# Exercise description
A verbatim reproduction of the lines below, from the line containing "For each instance of the blue" through the line containing "For each instance of the woman holding", both ends included, is the whole required output.

# Extracted data
---

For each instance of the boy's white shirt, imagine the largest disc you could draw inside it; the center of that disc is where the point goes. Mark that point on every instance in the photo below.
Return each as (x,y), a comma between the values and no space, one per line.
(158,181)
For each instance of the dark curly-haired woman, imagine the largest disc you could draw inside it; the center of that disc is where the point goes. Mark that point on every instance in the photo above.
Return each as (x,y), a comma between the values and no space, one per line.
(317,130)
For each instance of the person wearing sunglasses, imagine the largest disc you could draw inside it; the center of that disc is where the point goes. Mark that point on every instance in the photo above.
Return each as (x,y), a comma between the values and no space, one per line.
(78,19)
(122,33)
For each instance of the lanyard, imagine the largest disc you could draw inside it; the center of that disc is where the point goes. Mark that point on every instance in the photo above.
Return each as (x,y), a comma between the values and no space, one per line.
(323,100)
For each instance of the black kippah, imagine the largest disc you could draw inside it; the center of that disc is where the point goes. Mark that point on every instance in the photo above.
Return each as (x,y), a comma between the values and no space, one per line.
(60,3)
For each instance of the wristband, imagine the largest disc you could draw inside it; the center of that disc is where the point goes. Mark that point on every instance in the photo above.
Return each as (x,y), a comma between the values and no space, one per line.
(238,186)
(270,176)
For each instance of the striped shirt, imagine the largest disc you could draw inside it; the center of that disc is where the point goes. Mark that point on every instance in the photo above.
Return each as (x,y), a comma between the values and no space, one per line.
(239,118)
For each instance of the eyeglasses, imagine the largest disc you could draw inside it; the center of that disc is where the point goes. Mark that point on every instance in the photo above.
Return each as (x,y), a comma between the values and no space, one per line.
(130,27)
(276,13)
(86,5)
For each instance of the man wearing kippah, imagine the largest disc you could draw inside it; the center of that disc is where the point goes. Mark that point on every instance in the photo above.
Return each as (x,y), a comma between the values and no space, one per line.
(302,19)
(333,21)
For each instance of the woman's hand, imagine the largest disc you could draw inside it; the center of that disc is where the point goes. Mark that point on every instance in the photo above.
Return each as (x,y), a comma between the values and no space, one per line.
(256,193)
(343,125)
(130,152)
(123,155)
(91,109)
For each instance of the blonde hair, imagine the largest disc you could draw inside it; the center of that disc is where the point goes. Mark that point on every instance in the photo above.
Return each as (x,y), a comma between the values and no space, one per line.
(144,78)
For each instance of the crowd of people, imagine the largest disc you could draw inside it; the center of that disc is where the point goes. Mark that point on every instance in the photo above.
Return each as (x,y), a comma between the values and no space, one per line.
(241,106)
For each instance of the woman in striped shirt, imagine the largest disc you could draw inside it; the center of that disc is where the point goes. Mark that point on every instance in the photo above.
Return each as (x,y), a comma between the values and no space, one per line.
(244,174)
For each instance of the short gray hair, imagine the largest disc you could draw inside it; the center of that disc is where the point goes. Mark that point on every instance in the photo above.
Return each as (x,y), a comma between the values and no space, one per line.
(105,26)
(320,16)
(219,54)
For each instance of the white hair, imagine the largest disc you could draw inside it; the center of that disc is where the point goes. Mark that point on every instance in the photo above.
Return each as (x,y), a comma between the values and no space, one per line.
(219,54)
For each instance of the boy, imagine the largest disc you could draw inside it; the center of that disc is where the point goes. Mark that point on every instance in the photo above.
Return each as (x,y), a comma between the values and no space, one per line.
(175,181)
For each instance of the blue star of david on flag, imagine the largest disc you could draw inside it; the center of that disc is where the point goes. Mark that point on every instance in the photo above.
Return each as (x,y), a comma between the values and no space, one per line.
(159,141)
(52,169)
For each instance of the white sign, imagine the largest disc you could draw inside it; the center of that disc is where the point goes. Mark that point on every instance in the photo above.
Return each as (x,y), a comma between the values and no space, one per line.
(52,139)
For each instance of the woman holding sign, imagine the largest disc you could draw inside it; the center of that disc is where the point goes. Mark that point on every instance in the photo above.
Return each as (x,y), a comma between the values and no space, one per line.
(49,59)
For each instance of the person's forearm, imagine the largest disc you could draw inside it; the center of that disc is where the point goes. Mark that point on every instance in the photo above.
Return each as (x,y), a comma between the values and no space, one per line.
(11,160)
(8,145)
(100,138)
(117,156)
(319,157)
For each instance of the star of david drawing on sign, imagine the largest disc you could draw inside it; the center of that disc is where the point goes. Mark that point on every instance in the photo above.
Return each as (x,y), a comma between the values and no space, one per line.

---

# Problem solution
For each instance of the blue star of david on flag, imagine the largest disc you could draw inside it; the center of that disc is where the point goes. Mark that point on every instance in the photo above.
Return each as (x,y), a comma between the values and no space, one per line.
(159,141)
(52,169)
For each instance of the white sign, imagine the largest disc you could draw inside it; the center of that disc is where the point goes. Mark that point on every instance in the photo above.
Return each as (x,y), a comma between the values and no space, one per line.
(52,139)
For each instance of the woman holding sign, imagine the largest disc you could draw inside it; the center of that disc is where the point goes. Mark that point on every instance in the photo above.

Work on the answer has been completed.